■ GOAL
In the text on the PHANES model, what fraction of its energy does stellar feedback couple to the gas?

■ TEXT EXCERPT
Start

They introduce PHANES (Primordial Black Holes Accelerating the Assembly of Nascent Early Structures), an analytic framework that follows the co‑evolution of dark‑matter halos, gas, stars, and central black holes from the epoch of matter‑radiation equality (z ≈ 3400) to z ≈ 5. The key ingredient is the “seed effect”: each PBH linearly accretes dark matter, building a halo whose mass scales as M_halo = (z_eq/z) M_PBH. By z ≈ 34 the halo mass exceeds the PBH mass by two orders of magnitude, after which halo growth proceeds via smooth accretion from the intergalactic medium, modeled with the average accretion rate from high‑resolution N‑body simulations (Trac et al. 2015).

Gas can only be retained once a halo reaches a baryonic overdensity of δ = 200; the authors compute the minimum halo mass for this condition using the static gas model of Barkana & Loeb (2001). Within such halos, gas cools, forms stars (Salpeter IMF, 0.1–100 M⊙), and feeds the central black hole. Stellar feedback (SN II) couples 1 % of its energy to the gas (f_w,sf = 10⁻²), while black‑hole feedback couples 0.1 % (f_w,BH = 10⁻³).

Black‑hole growth is parameterised by an Eddington fraction f_Edd and a spin‑dependent radiative efficiency ε. Three spin states are explored: non‑spinning (s = 0, ε = 0.057, f_Edd = 0.25), retrograde (s = ‑1, ε = 0.037, f_Edd = 1.0) and prograde (s = +1, ε = 0.42, f_Edd = 1.0). The PBH mass spectrum is taken as a power law d n/d m = κ m⁻ᵅ with slopes α = 2 and 3, spanning 10⁰·⁵–10⁶ M⊙. The normalisation κ is calibrated to the observed number density of two z ≈ 10 black‑hole candidates (UHZ1 and GHZ9) and an assumed seed mass of 10³·⁶⁵ M⊙, yielding κ ≈ 10⁷·¹⁵ (α = 2) or 4.8 × 10⁵ (α = 3).

The model produces several robust predictions:

1. Black‑hole mass function – At z ≈ 5 the distribution spans 10¹·²⁵–10¹¹·²⁵ M⊙; at z ≈ 15 it extends from 10⁰·⁷⁵ to 10⁷·²⁵ M⊙, comfortably encompassing the JWST detections.

2. Extreme M_BH/M* – For a typical stellar mass of 10⁹ M⊙, the average ratio is ≈ 0.4 for s = 0 and ≈ 1.6 for s = ‑1 at z = 5, well above the observed 0.1–1 range and providing a clear “smoking‑gun” signature of PBH seeding.

3. Eddington fractions – The model yields a broad range f_Edd ≈ 0.01–1, with retrograde spins achieving near‑Eddington accretion, explaining the rapid growth required for the most massive early quasars.

4. Metallicity – Because gas is accreted before substantial star formation, the majority of PBH‑seeded systems remain extremely metal‑poor (Z ≤ 10⁻² Z⊙), matching the low‑metallicity AGN reported by JWST.

5. Cosmological consistency – The required PBH‑to‑dark‑matter fraction is ≤ 10⁻⁹, safely below constraints from CMB anisotropies, microlensing, and gravitational‑wave background.

6. Stellar mass function – The predicted stellar mass function lies four orders of magnitude below the observed high‑z galaxy counts, indicating that PBHs do not dominate the bulk of early galaxy formation; instead, they act as rare, high‑impact seeds that produce the outlier black‑hole‑rich systems seen by JWST.

End

■ INFORMATION PROVIDED
Start

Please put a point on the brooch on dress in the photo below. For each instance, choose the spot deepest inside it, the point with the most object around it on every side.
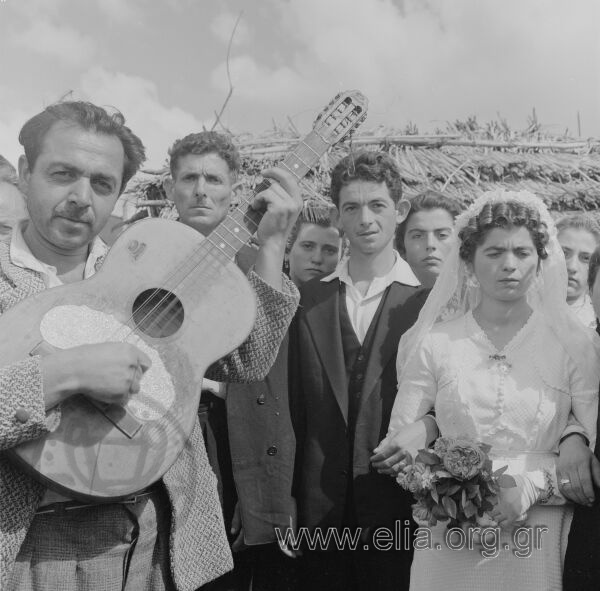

End

■ RESULT OF THIS TASK
1 % (f_w,sf = 10⁻²)